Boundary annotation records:

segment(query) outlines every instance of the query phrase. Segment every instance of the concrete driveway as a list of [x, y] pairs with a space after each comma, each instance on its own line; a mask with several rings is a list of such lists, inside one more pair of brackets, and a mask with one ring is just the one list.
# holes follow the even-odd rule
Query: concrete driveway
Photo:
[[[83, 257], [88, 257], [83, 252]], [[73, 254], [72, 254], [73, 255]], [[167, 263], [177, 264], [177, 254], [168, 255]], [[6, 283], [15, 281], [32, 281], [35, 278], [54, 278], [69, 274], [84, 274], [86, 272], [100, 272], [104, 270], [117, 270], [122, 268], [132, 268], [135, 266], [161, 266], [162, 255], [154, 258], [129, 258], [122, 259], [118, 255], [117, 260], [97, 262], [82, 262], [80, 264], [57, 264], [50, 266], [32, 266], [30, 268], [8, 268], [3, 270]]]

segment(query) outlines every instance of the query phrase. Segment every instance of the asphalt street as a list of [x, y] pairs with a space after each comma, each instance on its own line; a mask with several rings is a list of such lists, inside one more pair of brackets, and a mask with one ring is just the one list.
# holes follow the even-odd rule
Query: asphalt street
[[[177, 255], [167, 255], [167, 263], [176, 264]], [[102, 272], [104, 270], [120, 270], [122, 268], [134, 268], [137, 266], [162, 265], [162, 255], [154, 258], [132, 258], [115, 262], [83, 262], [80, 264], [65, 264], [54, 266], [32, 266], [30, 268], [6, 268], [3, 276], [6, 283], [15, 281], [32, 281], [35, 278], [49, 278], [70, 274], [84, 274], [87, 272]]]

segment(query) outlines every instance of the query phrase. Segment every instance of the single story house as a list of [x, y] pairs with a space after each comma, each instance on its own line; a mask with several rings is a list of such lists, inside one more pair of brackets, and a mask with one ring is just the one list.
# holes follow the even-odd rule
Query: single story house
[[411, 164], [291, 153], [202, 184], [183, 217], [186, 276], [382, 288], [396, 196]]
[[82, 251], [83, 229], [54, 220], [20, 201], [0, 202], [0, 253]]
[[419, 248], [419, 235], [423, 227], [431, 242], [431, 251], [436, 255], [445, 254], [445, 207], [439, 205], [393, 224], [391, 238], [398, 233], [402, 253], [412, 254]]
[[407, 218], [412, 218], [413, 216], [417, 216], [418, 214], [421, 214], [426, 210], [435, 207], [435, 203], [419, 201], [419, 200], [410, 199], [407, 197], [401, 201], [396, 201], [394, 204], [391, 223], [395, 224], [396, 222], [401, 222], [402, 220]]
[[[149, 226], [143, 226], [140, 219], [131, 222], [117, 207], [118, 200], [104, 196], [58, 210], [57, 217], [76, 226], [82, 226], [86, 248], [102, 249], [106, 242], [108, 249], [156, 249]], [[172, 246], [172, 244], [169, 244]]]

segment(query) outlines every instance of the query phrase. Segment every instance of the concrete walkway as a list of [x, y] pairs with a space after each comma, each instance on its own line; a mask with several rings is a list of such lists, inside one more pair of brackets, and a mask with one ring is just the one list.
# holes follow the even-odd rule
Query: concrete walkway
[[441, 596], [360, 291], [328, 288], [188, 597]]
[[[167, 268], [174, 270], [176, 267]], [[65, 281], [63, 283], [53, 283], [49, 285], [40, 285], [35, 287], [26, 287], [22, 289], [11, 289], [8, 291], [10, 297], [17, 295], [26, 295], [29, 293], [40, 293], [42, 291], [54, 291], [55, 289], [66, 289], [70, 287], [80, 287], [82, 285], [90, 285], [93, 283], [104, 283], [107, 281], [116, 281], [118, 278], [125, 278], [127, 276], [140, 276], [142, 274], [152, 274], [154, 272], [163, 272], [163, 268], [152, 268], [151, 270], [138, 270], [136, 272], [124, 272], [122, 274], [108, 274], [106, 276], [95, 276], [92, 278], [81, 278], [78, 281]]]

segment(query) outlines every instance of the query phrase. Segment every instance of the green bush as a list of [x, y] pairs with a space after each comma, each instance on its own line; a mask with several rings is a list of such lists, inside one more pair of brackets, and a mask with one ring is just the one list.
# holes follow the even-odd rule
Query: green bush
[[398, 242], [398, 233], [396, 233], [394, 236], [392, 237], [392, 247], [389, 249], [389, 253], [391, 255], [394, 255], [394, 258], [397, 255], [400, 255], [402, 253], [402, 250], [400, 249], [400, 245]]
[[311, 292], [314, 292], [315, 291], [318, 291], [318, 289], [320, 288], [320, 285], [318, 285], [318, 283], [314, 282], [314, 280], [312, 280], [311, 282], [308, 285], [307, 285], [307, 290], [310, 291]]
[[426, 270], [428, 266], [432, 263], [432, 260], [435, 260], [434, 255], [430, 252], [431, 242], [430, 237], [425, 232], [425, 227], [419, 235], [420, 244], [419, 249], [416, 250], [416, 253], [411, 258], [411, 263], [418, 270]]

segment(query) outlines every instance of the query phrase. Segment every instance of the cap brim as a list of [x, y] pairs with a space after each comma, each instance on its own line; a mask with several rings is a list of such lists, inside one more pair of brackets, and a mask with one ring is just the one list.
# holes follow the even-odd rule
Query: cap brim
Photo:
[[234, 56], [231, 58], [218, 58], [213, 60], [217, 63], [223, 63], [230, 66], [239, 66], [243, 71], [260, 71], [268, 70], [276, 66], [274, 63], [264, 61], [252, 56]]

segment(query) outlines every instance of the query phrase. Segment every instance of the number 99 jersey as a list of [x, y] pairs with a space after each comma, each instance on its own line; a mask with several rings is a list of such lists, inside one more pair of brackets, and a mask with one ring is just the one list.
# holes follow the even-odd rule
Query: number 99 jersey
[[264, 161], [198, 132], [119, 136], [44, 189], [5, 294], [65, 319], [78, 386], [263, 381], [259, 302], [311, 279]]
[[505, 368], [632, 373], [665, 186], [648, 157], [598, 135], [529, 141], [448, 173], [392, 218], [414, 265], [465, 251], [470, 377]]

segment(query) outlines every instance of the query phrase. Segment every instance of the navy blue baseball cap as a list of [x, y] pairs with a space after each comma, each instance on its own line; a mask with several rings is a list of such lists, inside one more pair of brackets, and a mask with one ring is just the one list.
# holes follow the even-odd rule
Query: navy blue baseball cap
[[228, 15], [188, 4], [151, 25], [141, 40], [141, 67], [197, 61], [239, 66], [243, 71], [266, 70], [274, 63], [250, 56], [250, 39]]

Exercise directions: Copy every one of the records above word for word, leaving nothing out and changing nothing.

Result of the exercise:
segment(query) outlines every instance of the query phrase. Segment every instance of the concrete driveway as a list of [x, y] pairs with a space after each comma, each instance on its own line; a mask with several rings is a list of such lists, inside one more pair of brackets, and a mask with one ring is just the one list.
# holes follow the even-odd rule
Query: concrete driveway
Photo:
[[[83, 257], [88, 257], [83, 252]], [[73, 254], [72, 254], [73, 255]], [[167, 263], [177, 264], [177, 254], [168, 255]], [[6, 283], [15, 281], [32, 281], [35, 278], [54, 278], [69, 274], [84, 274], [86, 272], [100, 272], [104, 270], [117, 270], [122, 268], [132, 268], [135, 266], [161, 266], [162, 255], [154, 258], [129, 258], [122, 259], [118, 255], [117, 260], [97, 262], [82, 262], [80, 264], [57, 264], [50, 266], [32, 266], [30, 268], [8, 268], [3, 270]]]

segment(query) outlines every instance of the query phrase. Segment every instance of the asphalt street as a list of [x, y] pairs with a space after each comma, each instance on its own line; a mask with several rings is a list of such lists, inside one more pair of brackets, and a mask with one ring is just the one list.
# holes follow the even-odd rule
Query: asphalt street
[[[177, 255], [167, 255], [167, 263], [176, 264]], [[102, 272], [104, 270], [120, 270], [122, 268], [134, 268], [137, 266], [162, 265], [162, 255], [154, 258], [132, 258], [115, 262], [83, 262], [80, 264], [65, 264], [54, 266], [32, 266], [30, 268], [6, 268], [3, 276], [6, 283], [15, 281], [32, 281], [35, 278], [49, 278], [70, 274], [84, 274], [87, 272]]]

segment(query) outlines every instance of the query phrase. Segment every instance of the single story house as a list of [x, y] pairs with a space after each comma, each instance on its own line; a mask with several rings is a list of such lists, inside one more pair of brackets, and a mask with one ring is just the one list.
# holes follow the even-odd rule
Query: single story house
[[411, 164], [291, 153], [202, 184], [183, 217], [186, 276], [382, 288], [396, 196]]
[[82, 251], [83, 229], [54, 220], [20, 201], [0, 202], [0, 253]]
[[419, 248], [419, 235], [423, 227], [431, 242], [431, 251], [436, 255], [445, 254], [445, 207], [439, 205], [393, 224], [391, 238], [398, 233], [402, 253], [412, 254]]
[[407, 218], [412, 218], [413, 216], [417, 216], [418, 214], [421, 214], [426, 210], [435, 207], [435, 203], [419, 201], [419, 200], [410, 199], [407, 197], [401, 201], [396, 201], [394, 204], [391, 223], [395, 224], [396, 222], [401, 222], [402, 220]]
[[[149, 226], [143, 226], [140, 219], [131, 222], [117, 207], [118, 200], [104, 196], [58, 210], [57, 217], [76, 226], [82, 226], [86, 248], [102, 249], [106, 242], [108, 249], [156, 249]], [[172, 246], [172, 244], [169, 244]]]

segment(query) outlines every instance of the query phrase. Segment every instance of the concrete walkway as a list of [x, y] pairs with a space after each comma, each instance on its own line; a mask with several rings is a list of such lists, inside one more pair of brackets, and a mask with one ring is just the one list.
# holes follow the even-odd rule
Query: concrete walkway
[[441, 596], [360, 291], [328, 288], [188, 597]]
[[[167, 268], [174, 270], [176, 267]], [[65, 281], [63, 283], [53, 283], [49, 285], [40, 285], [35, 287], [26, 287], [22, 289], [11, 289], [8, 291], [10, 297], [17, 295], [26, 295], [29, 293], [40, 293], [42, 291], [54, 291], [55, 289], [66, 289], [70, 287], [80, 287], [82, 285], [90, 285], [93, 283], [104, 283], [107, 281], [116, 281], [118, 278], [125, 278], [127, 276], [140, 276], [142, 274], [152, 274], [154, 272], [163, 272], [163, 268], [152, 268], [151, 270], [138, 270], [136, 272], [124, 272], [122, 274], [108, 274], [106, 276], [95, 276], [92, 278], [81, 278], [78, 281]]]

segment(query) outlines every instance of the query phrase. Segment every instance of the green bush as a list of [x, y] pairs with a space after each comma, each instance on its own line; a mask with several rings is a list of such lists, inside one more pair of brackets, and a mask with one ring is just the one list.
# holes follow the even-odd rule
Query: green bush
[[398, 242], [398, 233], [396, 233], [394, 236], [392, 237], [392, 247], [389, 249], [389, 253], [391, 255], [394, 255], [394, 258], [397, 255], [400, 255], [402, 253], [402, 250], [400, 249], [400, 245]]
[[311, 292], [314, 292], [315, 291], [318, 291], [318, 289], [320, 288], [320, 285], [318, 285], [318, 283], [314, 282], [314, 280], [312, 280], [311, 282], [308, 285], [307, 285], [307, 290], [310, 291]]
[[426, 270], [428, 266], [432, 263], [432, 260], [435, 260], [434, 255], [430, 252], [431, 242], [430, 237], [425, 232], [425, 227], [419, 235], [420, 244], [419, 249], [416, 250], [416, 253], [411, 258], [411, 263], [418, 270]]

segment(query) outlines every instance of the query phrase. Segment every instance of the cap brim as a list of [x, y] pairs with a space after each comma, each instance on its own line; a mask with several rings is a list of such lists, inside one more pair of brackets, and a mask with one ring is just the one list.
# holes follow the even-odd rule
Query: cap brim
Photo:
[[234, 56], [231, 58], [218, 58], [213, 60], [217, 63], [223, 63], [230, 66], [239, 66], [243, 71], [260, 71], [268, 70], [276, 66], [274, 63], [264, 61], [252, 56]]

segment(query) outlines every instance of the query phrase. Segment every instance of the number 99 jersey as a list of [x, y] pairs with a space after each comma, each instance on its own line; a mask with several rings is a list of such lists, inside one more pair of brackets, and a mask with one ring is just the one list.
# holes follow the even-odd rule
Query: number 99 jersey
[[264, 161], [198, 132], [119, 136], [44, 189], [5, 294], [65, 319], [78, 386], [263, 381], [259, 302], [311, 279]]
[[505, 368], [632, 373], [665, 186], [648, 157], [598, 135], [529, 141], [448, 173], [392, 218], [414, 265], [465, 251], [470, 377]]

segment(query) outlines every instance of the query phrase. Segment every instance of the navy blue baseball cap as a list of [x, y] pairs with a space after each comma, each instance on its own line; a mask with several rings is a list of such lists, inside one more pair of brackets, and a mask with one ring is just the one list.
# holes follow the even-odd rule
Query: navy blue baseball cap
[[228, 15], [188, 4], [151, 25], [141, 40], [141, 67], [197, 61], [239, 66], [243, 71], [266, 70], [274, 63], [250, 56], [250, 39]]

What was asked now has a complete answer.